Extract every line of the data below that contains the string "rough", copying each line in full.

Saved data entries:
Start of Block

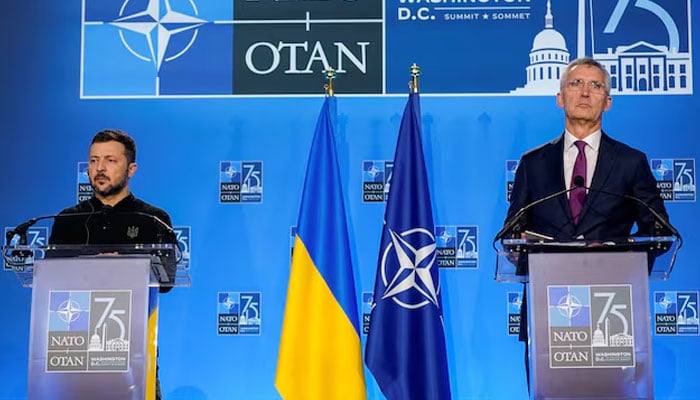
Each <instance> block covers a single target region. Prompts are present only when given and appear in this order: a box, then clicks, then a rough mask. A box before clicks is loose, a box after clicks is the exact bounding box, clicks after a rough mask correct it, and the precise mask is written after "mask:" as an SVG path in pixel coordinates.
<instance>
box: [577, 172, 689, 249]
mask: <svg viewBox="0 0 700 400" xmlns="http://www.w3.org/2000/svg"><path fill="white" fill-rule="evenodd" d="M573 182H574V185H576V186H577V187H578V186H580V187H583V188H585V189H586V190H588V191H589V192H598V193H602V194H607V195H609V196H615V197H621V198H623V199H628V200H632V201H634V202H636V203H639V204H641V205H642V206H644V208H645V209H646V210H647V211H649V213H650V214H651V215H652V216H653V217H654V227H655V228H657V230H658V229H659V228H663V229H665V230H666V231H667V232H670V233H671V234H672V235H673V236H675V237H677V238H678V239H679V240H680V241H681V242H682V241H683V239H682V237H681V234H680V232H678V230H677V229H676V228H675V227H674V226H673V225H671V222H669V221H668V219H667V218H666V217H664V216H663V215H661V214H660V213H659V212H658V211H657V210H656V209H655V208H654V207H652V206H650V205H649V203H647V202H646V201H644V200H642V199H640V198H639V197H636V196H632V195H629V194H625V193H623V194H620V193H613V192H608V191H607V190H602V189H593V188H589V187H587V186H584V185H583V178H582V177H581V176H580V175H576V176H575V177H574V180H573Z"/></svg>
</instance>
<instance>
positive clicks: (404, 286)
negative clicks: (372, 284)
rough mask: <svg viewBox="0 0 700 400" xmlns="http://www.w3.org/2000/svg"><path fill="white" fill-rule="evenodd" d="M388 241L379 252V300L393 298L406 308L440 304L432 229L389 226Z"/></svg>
mask: <svg viewBox="0 0 700 400" xmlns="http://www.w3.org/2000/svg"><path fill="white" fill-rule="evenodd" d="M388 234H389V236H390V237H391V241H390V242H389V243H388V244H387V245H386V247H384V249H383V250H382V253H381V260H380V271H381V280H382V281H381V282H382V284H383V287H384V290H383V293H382V294H381V298H380V299H375V302H376V301H379V300H387V301H388V300H389V299H391V301H393V302H394V303H395V304H396V305H398V306H399V307H402V308H404V309H408V310H415V309H420V308H422V307H425V306H428V307H431V306H434V307H440V303H439V295H440V286H439V270H438V267H437V265H436V264H437V263H436V262H435V261H436V258H437V254H436V253H437V251H436V245H435V236H434V233H433V232H431V231H429V230H427V229H425V228H410V229H407V230H405V231H403V232H396V231H394V230H391V229H390V230H388Z"/></svg>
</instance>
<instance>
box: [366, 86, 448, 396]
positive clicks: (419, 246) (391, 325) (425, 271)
mask: <svg viewBox="0 0 700 400" xmlns="http://www.w3.org/2000/svg"><path fill="white" fill-rule="evenodd" d="M434 232H435V230H434V226H433V211H432V207H431V204H430V191H429V190H428V178H427V174H426V170H425V161H424V157H423V143H422V141H421V119H420V102H419V97H418V93H411V94H410V95H409V98H408V103H407V104H406V109H405V110H404V114H403V119H402V120H401V128H400V130H399V138H398V142H397V144H396V154H395V156H394V172H393V175H392V178H391V189H390V190H389V200H388V201H387V205H386V211H385V215H384V229H383V231H382V242H381V248H380V251H379V261H378V265H377V277H376V280H375V284H374V301H373V305H372V314H371V317H370V326H369V333H368V335H367V348H366V350H365V351H366V363H367V366H368V367H369V369H370V371H372V375H374V377H375V379H376V380H377V384H378V385H379V388H380V389H381V390H382V393H384V395H385V396H386V397H387V399H389V400H426V399H436V400H438V399H439V400H449V399H450V398H451V397H450V396H451V395H450V380H449V376H448V368H447V354H446V348H445V331H444V324H443V319H442V301H441V299H440V281H439V280H440V273H439V270H438V264H437V261H436V246H435V233H434Z"/></svg>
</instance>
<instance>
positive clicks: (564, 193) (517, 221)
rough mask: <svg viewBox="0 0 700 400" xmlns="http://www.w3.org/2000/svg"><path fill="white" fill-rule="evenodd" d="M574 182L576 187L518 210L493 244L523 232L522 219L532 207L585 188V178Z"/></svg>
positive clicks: (536, 200) (533, 203) (574, 181)
mask: <svg viewBox="0 0 700 400" xmlns="http://www.w3.org/2000/svg"><path fill="white" fill-rule="evenodd" d="M576 178H579V179H576ZM573 182H574V185H573V186H572V187H570V188H568V189H564V190H560V191H558V192H554V193H552V194H550V195H548V196H545V197H542V198H540V199H537V200H535V201H533V202H532V203H528V204H526V205H524V206H523V207H522V208H520V209H519V210H518V212H516V213H515V214H513V216H512V217H511V218H510V219H508V221H506V223H505V224H503V228H501V230H500V231H498V233H497V234H496V236H494V238H493V242H494V243H495V242H496V241H497V240H499V239H503V237H504V236H505V235H506V234H507V233H509V232H515V233H519V232H521V231H522V226H521V225H522V218H523V217H524V216H525V213H526V212H528V210H530V209H531V208H532V207H534V206H536V205H538V204H542V203H544V202H546V201H549V200H552V199H554V198H555V197H559V196H561V195H563V194H566V193H569V192H570V191H572V190H575V189H578V188H579V187H584V186H583V178H581V177H580V176H578V175H577V176H576V177H575V178H574V180H573Z"/></svg>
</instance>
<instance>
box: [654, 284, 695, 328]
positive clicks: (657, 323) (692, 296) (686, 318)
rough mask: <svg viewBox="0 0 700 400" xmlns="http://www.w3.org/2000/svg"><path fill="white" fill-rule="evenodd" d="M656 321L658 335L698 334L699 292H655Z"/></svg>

End of Block

◆ **EXERCISE SOLUTION**:
Each <instance> block covers a single target region. Prompts are present only when given and appear in this order: a box, then clicks, then a rough mask. A box before clicks is loose, a box after clicks is the exact bounding box, clicks after a rough mask correct it, and the precise mask is written after "mask:" as an SVG path in pixel coordinates.
rough mask: <svg viewBox="0 0 700 400" xmlns="http://www.w3.org/2000/svg"><path fill="white" fill-rule="evenodd" d="M388 241L379 252V300L393 298L406 308L440 304L432 229L389 226Z"/></svg>
rough mask: <svg viewBox="0 0 700 400" xmlns="http://www.w3.org/2000/svg"><path fill="white" fill-rule="evenodd" d="M574 182L576 187L518 210L493 244L523 232L522 219L532 207L585 188V178Z"/></svg>
rough mask: <svg viewBox="0 0 700 400" xmlns="http://www.w3.org/2000/svg"><path fill="white" fill-rule="evenodd" d="M656 321L658 335L698 334L699 292H655Z"/></svg>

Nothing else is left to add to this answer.